■ **Set problem**:
Copy out each row containing the string "rocket". Matches are case-sensitive.

■ **Exercise data**:
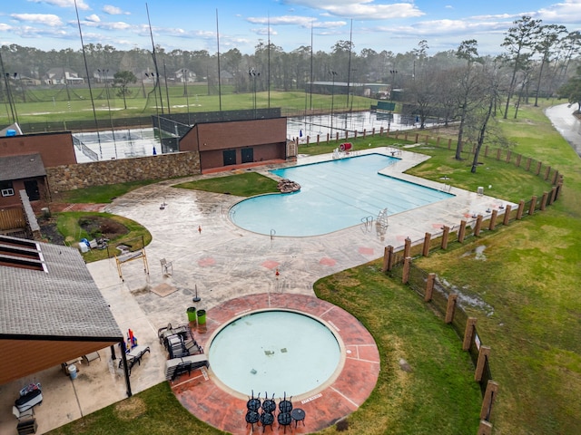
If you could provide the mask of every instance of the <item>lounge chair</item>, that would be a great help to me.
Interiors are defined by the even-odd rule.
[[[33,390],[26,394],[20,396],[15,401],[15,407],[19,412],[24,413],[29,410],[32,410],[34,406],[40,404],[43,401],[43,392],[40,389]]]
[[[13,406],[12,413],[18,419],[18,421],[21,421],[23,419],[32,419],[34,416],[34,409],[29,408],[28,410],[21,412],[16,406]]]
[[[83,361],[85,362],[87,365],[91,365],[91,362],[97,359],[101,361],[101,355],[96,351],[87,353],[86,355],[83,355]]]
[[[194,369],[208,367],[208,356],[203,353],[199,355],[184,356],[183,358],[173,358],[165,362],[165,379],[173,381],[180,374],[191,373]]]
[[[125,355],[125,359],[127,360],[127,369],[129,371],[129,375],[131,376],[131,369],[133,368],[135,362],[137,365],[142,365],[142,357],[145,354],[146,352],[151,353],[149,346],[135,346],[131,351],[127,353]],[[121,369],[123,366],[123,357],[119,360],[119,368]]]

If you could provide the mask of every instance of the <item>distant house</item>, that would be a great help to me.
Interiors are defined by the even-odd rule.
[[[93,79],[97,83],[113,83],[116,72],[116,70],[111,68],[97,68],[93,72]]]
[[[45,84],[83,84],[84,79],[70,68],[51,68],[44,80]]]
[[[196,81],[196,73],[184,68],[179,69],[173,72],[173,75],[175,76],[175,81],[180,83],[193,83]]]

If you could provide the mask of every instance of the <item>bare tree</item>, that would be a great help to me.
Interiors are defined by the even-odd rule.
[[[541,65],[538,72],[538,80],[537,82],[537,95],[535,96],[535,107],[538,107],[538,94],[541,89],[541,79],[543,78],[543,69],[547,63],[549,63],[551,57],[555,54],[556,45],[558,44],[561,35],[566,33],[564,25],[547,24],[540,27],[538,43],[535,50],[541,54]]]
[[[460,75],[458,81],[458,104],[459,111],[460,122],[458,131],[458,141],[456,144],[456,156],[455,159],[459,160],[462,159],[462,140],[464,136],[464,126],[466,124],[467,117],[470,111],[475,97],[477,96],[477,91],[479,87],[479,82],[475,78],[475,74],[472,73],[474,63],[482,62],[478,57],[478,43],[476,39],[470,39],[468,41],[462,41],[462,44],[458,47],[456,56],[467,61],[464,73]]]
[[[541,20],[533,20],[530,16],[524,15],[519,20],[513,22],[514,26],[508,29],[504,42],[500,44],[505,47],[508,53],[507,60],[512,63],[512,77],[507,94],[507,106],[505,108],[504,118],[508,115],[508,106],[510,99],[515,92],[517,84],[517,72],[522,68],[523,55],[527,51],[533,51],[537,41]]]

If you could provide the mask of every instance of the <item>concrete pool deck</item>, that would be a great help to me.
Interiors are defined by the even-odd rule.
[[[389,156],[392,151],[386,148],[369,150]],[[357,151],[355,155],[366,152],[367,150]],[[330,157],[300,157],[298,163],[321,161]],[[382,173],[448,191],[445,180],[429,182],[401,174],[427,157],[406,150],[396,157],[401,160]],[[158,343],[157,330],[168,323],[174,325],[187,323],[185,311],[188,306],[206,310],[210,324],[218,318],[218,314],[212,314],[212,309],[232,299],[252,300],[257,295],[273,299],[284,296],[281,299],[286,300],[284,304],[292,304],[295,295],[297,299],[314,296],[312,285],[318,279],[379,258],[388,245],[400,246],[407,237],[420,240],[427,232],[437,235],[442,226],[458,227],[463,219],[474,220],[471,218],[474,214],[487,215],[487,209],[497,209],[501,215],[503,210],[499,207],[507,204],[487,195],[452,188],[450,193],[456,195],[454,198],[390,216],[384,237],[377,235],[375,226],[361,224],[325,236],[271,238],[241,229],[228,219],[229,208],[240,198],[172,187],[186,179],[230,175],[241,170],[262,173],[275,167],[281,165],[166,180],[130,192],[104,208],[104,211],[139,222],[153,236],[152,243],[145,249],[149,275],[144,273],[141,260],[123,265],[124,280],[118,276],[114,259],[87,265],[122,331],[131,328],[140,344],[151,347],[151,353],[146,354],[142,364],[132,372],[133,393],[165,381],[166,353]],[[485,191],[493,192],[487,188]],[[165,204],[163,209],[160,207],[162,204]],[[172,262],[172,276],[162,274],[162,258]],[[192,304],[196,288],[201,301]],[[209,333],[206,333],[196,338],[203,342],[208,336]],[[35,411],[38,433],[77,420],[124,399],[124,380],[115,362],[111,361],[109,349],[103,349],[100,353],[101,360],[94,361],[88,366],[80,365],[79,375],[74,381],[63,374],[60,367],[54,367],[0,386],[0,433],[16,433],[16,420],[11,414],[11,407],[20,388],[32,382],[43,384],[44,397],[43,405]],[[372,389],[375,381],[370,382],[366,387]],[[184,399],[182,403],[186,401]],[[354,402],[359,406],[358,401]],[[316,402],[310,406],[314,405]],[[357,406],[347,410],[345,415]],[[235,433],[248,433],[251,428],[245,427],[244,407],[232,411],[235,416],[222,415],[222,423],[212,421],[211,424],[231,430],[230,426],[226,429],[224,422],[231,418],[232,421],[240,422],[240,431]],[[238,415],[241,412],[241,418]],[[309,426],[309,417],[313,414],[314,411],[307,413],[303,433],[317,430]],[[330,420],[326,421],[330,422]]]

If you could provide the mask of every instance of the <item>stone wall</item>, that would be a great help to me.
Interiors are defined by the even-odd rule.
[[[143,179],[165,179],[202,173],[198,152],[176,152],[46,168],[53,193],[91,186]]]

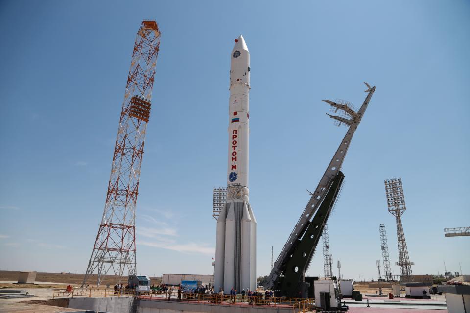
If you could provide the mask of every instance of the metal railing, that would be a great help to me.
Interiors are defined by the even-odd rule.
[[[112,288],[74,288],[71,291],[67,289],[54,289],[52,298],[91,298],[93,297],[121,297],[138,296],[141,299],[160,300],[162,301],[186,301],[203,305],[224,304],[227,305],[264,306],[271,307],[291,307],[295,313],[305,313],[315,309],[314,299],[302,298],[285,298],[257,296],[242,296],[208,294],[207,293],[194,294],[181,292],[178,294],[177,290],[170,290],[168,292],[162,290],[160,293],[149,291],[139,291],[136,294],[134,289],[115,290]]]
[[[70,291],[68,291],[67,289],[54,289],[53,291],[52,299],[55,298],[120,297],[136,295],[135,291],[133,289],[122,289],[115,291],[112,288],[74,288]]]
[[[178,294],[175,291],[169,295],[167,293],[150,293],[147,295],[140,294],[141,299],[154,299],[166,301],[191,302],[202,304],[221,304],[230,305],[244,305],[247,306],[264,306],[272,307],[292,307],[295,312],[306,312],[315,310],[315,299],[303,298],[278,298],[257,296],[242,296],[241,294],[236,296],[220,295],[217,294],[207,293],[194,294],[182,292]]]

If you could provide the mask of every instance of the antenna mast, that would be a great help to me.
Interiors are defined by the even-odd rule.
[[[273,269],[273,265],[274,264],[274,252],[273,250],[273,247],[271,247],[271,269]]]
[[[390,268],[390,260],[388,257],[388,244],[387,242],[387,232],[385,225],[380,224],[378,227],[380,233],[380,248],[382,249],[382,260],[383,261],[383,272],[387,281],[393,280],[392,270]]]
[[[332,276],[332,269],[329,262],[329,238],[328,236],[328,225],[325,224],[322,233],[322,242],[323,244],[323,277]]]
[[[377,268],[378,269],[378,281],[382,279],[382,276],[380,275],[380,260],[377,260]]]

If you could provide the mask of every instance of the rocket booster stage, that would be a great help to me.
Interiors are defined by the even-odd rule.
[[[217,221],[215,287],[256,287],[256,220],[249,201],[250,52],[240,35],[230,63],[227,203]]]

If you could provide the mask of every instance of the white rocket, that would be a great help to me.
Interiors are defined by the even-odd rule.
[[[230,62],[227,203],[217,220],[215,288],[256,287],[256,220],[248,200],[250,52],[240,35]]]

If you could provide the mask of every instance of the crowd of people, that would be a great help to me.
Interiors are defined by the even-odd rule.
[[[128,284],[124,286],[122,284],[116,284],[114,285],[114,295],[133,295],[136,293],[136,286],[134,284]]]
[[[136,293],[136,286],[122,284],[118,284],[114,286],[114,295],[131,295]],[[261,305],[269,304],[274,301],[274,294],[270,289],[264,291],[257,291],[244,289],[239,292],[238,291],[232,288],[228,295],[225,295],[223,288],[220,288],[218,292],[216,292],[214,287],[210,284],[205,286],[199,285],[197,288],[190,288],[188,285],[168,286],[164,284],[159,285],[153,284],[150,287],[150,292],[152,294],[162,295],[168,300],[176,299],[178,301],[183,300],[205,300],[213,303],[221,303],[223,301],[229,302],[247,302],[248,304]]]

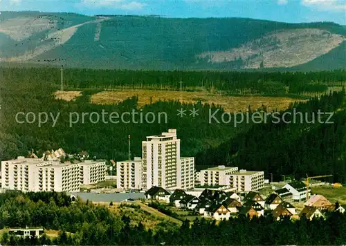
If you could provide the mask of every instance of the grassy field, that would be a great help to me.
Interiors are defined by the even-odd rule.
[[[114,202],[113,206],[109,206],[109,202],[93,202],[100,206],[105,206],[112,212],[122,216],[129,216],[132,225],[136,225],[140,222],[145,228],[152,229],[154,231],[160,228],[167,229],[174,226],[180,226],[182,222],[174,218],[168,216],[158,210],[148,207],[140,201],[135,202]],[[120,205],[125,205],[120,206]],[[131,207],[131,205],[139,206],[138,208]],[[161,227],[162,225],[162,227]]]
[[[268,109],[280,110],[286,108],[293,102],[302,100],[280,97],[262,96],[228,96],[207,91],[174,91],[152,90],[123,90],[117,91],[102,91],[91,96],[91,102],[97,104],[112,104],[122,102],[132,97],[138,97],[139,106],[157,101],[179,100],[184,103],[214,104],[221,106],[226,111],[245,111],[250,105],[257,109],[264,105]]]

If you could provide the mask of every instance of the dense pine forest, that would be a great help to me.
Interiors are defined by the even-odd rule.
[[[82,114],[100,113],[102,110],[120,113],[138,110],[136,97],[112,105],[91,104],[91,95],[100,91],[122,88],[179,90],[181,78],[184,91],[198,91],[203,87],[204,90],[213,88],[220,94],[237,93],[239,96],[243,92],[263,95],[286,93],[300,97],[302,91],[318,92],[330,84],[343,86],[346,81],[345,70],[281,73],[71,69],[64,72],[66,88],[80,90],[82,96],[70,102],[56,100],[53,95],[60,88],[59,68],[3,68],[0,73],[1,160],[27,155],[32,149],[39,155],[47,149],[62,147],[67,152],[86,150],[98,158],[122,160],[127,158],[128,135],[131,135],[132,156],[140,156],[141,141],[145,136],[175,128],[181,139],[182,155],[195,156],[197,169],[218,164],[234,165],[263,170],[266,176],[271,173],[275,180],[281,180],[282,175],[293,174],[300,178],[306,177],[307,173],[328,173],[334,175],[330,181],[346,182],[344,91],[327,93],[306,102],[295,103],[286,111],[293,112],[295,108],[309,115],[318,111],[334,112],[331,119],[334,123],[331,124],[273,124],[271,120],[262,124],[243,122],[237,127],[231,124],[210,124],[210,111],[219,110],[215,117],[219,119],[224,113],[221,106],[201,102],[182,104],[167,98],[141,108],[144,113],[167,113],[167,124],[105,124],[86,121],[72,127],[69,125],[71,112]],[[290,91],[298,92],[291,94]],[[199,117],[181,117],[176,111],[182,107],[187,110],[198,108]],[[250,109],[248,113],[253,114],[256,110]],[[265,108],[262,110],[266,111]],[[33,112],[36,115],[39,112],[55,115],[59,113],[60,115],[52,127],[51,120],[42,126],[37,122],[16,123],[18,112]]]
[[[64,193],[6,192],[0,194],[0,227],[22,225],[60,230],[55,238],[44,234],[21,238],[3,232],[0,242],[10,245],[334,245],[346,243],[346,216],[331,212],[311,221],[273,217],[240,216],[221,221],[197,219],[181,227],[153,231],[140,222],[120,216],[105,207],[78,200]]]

■ **Correct result**:
If you could provide the mask of every instance of the rocket booster stage, that would be a great help to me.
If you could provide the mask of every instance of the white rocket, that would be a great help to me.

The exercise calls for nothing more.